(Saved entries)
....................

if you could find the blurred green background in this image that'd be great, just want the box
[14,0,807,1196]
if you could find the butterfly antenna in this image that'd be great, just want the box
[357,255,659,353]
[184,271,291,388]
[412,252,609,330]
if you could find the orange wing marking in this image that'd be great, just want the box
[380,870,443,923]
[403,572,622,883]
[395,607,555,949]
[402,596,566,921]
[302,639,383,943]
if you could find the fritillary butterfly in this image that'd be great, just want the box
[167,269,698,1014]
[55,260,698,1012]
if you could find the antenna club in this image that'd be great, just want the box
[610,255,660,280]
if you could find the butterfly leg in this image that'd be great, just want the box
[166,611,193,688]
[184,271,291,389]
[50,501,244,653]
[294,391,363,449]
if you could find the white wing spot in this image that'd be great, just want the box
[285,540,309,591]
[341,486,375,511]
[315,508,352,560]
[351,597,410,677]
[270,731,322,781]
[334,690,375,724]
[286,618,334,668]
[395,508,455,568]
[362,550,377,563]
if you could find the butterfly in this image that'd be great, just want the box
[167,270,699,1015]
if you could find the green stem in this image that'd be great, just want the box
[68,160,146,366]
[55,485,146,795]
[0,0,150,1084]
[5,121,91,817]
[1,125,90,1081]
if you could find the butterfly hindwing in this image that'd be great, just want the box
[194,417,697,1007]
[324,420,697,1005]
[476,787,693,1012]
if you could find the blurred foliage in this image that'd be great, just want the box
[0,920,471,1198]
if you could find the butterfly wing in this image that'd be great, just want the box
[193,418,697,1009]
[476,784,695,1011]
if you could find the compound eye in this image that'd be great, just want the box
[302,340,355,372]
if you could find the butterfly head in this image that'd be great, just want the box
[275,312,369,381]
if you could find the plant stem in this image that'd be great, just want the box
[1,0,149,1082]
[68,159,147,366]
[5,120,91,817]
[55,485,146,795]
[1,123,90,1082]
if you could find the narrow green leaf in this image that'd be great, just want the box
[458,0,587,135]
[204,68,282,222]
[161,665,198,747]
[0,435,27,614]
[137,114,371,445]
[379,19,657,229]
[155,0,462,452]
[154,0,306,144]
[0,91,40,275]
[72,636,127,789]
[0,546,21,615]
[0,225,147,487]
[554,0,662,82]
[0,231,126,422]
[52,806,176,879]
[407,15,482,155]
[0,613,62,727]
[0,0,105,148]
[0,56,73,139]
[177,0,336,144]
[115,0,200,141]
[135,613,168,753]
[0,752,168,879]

....................

[Exercise]
Retype the entries exactly, please. Leave no line out.

[Exercise output]
if you could find the blurred green background in this image that'd be great, just want the box
[14,0,807,1196]
if you could find the butterfly antenna in this image that'd be great, just want the box
[357,255,659,353]
[184,271,291,388]
[412,252,609,330]
if you could find the orange wing marking in this image that'd be great, just want the box
[380,870,443,923]
[403,572,622,883]
[395,607,555,949]
[402,596,566,921]
[302,639,383,943]
if you could find the fritillary butterfly in this image that'd be great, just want the box
[167,269,698,1014]
[55,260,698,1012]
if you could find the antenna club in this image that'd be great, just want the box
[610,255,660,280]
if you could find the butterfly leg in this image that'd be great, just want the box
[166,611,193,688]
[184,271,291,389]
[50,501,244,653]
[294,391,363,449]
if you could find the white wing spot in this image that'd be great, just want the box
[285,540,309,591]
[341,486,375,511]
[315,508,352,560]
[351,597,410,677]
[270,731,322,781]
[334,690,375,724]
[286,618,334,668]
[395,508,455,568]
[362,550,377,563]
if you could find the butterfly in this image that'd be great, just want the box
[167,270,699,1015]
if you could find the green stem in this image that'd be great, just want the box
[68,160,146,366]
[55,485,146,795]
[0,0,150,1084]
[5,121,91,817]
[1,125,90,1081]
if you could find the butterfly hindwing in this image that'd be great, just want the box
[194,417,697,1007]
[324,420,697,1005]
[476,787,693,1012]
if you could find the blurred foliage in this image that'd be great, just want the box
[0,920,471,1198]
if you could find the butterfly wing in this image that'd be great, just want the box
[193,418,697,1009]
[476,784,695,1011]
if you could find the compound eye in this image that'd be great, just want the box
[302,340,355,372]
if you could find the butterfly head in this image that'd be great, just want the box
[275,312,369,381]
if you could find the plant stem in this image that'd be great, just want the box
[1,0,149,1082]
[68,159,147,366]
[5,120,91,817]
[55,485,146,795]
[1,123,90,1082]
if you could find the narrow green leaf in this image that'd be great, just want the box
[458,0,587,135]
[204,68,282,222]
[161,665,198,747]
[0,435,27,614]
[137,114,371,445]
[379,19,657,229]
[155,0,462,452]
[154,0,306,144]
[0,91,40,275]
[72,636,127,789]
[0,546,21,615]
[0,225,147,487]
[554,0,662,82]
[0,231,126,422]
[52,806,176,879]
[407,15,482,155]
[0,613,62,727]
[0,0,105,148]
[0,56,73,139]
[177,0,336,144]
[115,0,200,141]
[135,613,168,753]
[0,752,168,879]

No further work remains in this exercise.